Print all the entries exactly.
═══
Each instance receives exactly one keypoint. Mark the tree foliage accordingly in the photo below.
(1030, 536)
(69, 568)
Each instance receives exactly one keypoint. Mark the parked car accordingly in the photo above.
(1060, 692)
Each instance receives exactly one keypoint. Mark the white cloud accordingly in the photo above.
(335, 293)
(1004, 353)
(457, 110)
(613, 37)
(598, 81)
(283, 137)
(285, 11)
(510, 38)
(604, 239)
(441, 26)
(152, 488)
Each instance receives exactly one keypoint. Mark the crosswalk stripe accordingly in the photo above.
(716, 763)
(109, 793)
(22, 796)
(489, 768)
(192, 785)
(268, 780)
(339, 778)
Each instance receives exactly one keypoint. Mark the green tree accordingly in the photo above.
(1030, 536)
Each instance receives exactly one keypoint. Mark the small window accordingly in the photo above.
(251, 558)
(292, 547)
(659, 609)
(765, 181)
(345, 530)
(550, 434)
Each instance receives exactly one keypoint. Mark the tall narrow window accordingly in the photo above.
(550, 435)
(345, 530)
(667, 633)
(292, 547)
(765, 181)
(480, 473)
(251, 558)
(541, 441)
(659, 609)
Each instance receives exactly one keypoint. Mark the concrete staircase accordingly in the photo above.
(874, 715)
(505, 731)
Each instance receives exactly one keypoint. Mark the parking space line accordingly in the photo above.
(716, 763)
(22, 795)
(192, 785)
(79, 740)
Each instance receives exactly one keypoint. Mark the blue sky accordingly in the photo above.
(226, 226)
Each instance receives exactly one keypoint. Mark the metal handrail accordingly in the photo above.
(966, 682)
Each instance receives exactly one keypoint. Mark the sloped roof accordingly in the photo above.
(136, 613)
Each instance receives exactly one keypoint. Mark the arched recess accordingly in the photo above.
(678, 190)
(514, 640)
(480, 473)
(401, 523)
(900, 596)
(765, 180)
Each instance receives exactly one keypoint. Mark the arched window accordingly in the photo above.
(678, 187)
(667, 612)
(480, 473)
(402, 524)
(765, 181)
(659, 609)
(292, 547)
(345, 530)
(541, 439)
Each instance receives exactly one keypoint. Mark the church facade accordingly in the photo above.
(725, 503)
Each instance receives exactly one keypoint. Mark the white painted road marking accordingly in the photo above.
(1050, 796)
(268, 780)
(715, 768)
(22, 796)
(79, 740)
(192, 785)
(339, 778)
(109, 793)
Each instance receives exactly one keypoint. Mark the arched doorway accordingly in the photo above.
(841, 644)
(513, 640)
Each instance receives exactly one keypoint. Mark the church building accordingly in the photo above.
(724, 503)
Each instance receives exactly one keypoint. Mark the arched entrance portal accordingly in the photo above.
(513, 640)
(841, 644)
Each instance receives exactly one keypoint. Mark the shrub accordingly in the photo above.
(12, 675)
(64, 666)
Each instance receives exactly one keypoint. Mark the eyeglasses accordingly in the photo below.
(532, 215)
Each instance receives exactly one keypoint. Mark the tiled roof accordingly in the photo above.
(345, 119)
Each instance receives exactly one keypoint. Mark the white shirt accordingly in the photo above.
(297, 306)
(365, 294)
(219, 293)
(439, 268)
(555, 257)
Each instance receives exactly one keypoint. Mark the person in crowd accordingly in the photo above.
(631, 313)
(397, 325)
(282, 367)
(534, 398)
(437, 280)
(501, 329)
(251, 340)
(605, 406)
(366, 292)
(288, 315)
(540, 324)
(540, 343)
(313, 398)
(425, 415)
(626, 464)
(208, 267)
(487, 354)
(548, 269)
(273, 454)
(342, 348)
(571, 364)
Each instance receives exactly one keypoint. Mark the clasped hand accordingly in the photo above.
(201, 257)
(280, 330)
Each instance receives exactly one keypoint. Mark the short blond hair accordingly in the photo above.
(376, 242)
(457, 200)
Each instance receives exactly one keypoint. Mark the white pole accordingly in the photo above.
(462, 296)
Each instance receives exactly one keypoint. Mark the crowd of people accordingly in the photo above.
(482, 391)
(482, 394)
═══
Answer below:
Each instance receives exactly one keypoint. Mark the tree foliage accordingly in the photo below.
(1030, 536)
(69, 568)
Each instance receives exactly one keypoint. Mark the parked car accordingly in the photo above.
(1060, 692)
Each instance receives exactly one keypoint. Mark the white cloud accordingly in the photo above.
(335, 293)
(1004, 353)
(457, 110)
(613, 37)
(598, 81)
(283, 137)
(285, 11)
(510, 38)
(604, 239)
(441, 26)
(152, 488)
Each instance receives exactly one keypoint. Mark the crosswalk stripe accordingly in the photo above.
(716, 763)
(109, 793)
(22, 796)
(489, 768)
(192, 785)
(268, 780)
(339, 778)
Each instance receives exactly one keypoint. Mark the green tree accordingly in the photo above.
(1030, 536)
Each instance receives exactly one keypoint. Mark the small window accordingly in the photo above.
(251, 558)
(292, 547)
(659, 609)
(765, 181)
(345, 530)
(550, 434)
Each instance receives exactly one keypoint. Mark the tall narrow window accordingly in the photo above.
(550, 435)
(345, 530)
(667, 633)
(292, 547)
(765, 181)
(480, 473)
(251, 558)
(541, 441)
(659, 609)
Each instance receives exactly one keypoint. Mark the concrete staircase accordingly in the photo above.
(874, 715)
(505, 731)
Each instance receives exactly one keypoint. Mark the parking space line accordingly in the photo above.
(716, 763)
(22, 795)
(192, 785)
(79, 740)
Each instance receives exactly one keypoint. Mark the blue sky accordingly in the photo above.
(226, 226)
Each instance receives exactly one keypoint. Mark the metal handrail accordingly in the photo above.
(966, 682)
Each instance receives exactly one keypoint. Mark the sloped roof accordingly in the photo above.
(136, 613)
Each instance receives exactly one keypoint. Mark the arched recess accordingly in the photo above.
(678, 190)
(514, 640)
(480, 473)
(401, 523)
(900, 596)
(765, 180)
Each instance receives exactly one keypoint. Mark the arched window accordingly in the photo above.
(678, 187)
(667, 612)
(480, 473)
(402, 524)
(765, 181)
(659, 609)
(292, 547)
(345, 530)
(541, 439)
Each instance receives exactly one keypoint. Mark the church facade accordingly in the photo above.
(725, 503)
Each instance receives exactly one keypoint. Mark the white painted road marking accordingly in the photo above.
(1050, 796)
(268, 780)
(715, 768)
(22, 796)
(79, 740)
(192, 785)
(339, 778)
(109, 793)
Each instance receives exactly one keypoint. Mark the arched doorway accordingly in the photo above.
(841, 644)
(513, 640)
Each instance receives exactly one keypoint. Mark the church building accordingly in the photo above.
(724, 503)
Each instance receives exactly one keypoint. Mark the arched entrance portal accordingly in the photo above.
(513, 640)
(841, 644)
Each instance receives exactly one keypoint. Mark the shrub accordingly in the photo above.
(12, 675)
(64, 666)
Each instance receives exactly one keypoint. Mark the eyeglasses accordingly in the photo below.
(532, 215)
Each instance receives exactly one keypoint. Mark the tiled roof accordingly in the photo above.
(345, 119)
Each instance receives exactly one keypoint. Mark the white shirt accordingly in the photo above.
(297, 306)
(365, 294)
(219, 293)
(439, 268)
(555, 257)
Each instance receives exactly one keypoint. Mark the person in crowd accordingly in the photo above.
(631, 313)
(397, 325)
(282, 367)
(534, 398)
(437, 280)
(501, 329)
(251, 340)
(605, 406)
(366, 292)
(288, 315)
(540, 324)
(540, 343)
(313, 398)
(425, 415)
(626, 464)
(208, 267)
(487, 354)
(548, 269)
(273, 454)
(342, 348)
(571, 364)
Each instance receives exactly one keypoint. Mark the clasped hand accordingly in the photo above.
(201, 257)
(280, 330)
Each instance receives exactly one keypoint. Mark the short blond hair accordingly in the photo above.
(376, 242)
(457, 200)
Each instance receives exactly one keypoint. Mark the white pole accordingly in the photo above.
(462, 296)
Each instance receives exactly one keypoint. Mark the crowd of people accordingly in the photo above.
(482, 391)
(482, 394)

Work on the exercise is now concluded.